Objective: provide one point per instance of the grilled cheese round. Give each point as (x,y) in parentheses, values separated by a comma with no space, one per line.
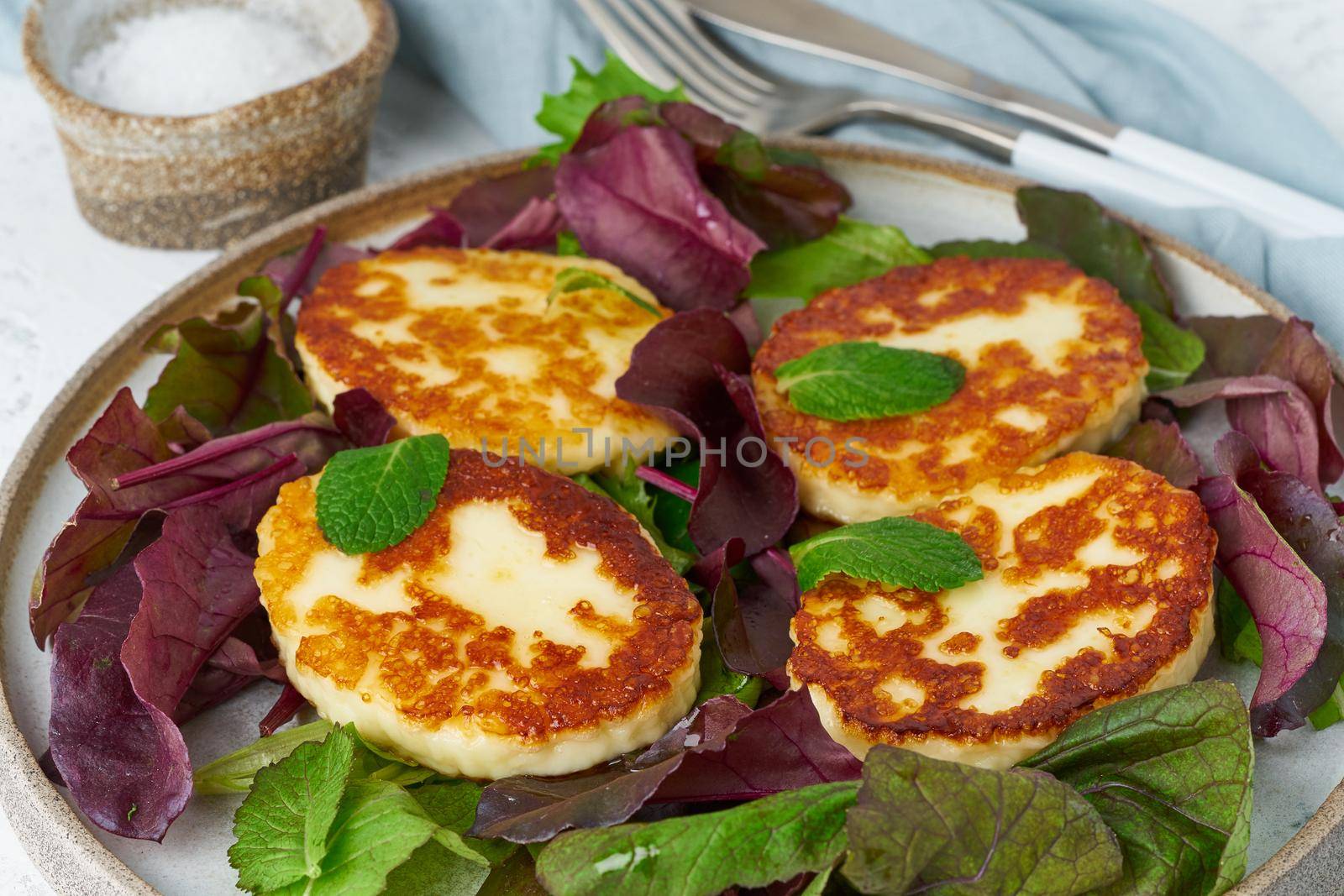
(464,342)
(528,626)
(1054,363)
(1097,587)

▶ _Given task_:
Set down every line of the records above word for word, leaving out the pictures.

▶ _Answer to the task_:
Objective: provide one point per instance of the grilled cheese round. Give each point as (x,y) in parentheses, values separated by a comma with no space, one per line.
(464,342)
(528,626)
(1054,363)
(1097,587)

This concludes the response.